[Source records]
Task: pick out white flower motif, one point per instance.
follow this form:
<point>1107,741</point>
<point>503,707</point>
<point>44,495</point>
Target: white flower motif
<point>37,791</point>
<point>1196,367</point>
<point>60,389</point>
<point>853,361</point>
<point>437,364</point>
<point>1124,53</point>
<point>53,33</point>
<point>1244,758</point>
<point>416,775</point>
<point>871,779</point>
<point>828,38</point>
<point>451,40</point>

...

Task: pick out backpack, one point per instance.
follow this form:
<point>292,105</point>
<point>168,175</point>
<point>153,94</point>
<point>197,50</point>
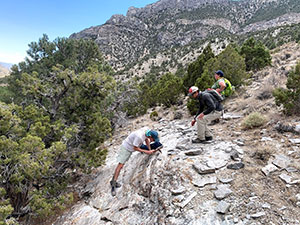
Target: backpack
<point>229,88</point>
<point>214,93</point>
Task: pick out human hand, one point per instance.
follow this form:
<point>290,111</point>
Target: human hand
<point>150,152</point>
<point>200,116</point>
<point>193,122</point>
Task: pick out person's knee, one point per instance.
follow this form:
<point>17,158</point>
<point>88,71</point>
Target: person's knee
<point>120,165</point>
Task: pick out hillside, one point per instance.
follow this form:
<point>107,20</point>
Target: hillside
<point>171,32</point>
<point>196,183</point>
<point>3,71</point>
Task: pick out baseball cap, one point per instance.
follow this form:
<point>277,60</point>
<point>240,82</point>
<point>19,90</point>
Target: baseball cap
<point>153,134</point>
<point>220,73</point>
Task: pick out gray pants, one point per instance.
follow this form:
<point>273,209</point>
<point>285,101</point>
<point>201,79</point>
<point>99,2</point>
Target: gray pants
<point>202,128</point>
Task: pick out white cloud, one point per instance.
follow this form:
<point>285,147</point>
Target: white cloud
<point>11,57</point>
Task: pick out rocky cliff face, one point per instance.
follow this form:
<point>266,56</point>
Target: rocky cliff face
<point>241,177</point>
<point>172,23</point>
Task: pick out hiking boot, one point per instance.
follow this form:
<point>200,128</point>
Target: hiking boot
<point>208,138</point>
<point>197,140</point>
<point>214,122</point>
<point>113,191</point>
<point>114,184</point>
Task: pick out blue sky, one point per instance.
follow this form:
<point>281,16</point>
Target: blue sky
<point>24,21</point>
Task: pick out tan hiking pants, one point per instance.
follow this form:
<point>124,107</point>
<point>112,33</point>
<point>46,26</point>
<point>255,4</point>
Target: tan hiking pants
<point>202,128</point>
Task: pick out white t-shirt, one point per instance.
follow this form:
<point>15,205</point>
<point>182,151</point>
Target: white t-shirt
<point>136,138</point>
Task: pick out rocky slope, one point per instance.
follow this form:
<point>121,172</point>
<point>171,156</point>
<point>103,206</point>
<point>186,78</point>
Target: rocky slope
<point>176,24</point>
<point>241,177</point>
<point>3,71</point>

...

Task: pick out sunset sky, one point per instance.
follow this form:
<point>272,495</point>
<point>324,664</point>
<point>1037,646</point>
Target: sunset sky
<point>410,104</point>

## EXERCISE OBJECTIVE
From the records above, quote only the lines running from the line with "Task: pick out white flower" to the line with "<point>44,495</point>", both lines included.

## ANSWER SPACE
Task: pick out white flower motif, one point per instance.
follow this form:
<point>1107,741</point>
<point>503,707</point>
<point>44,495</point>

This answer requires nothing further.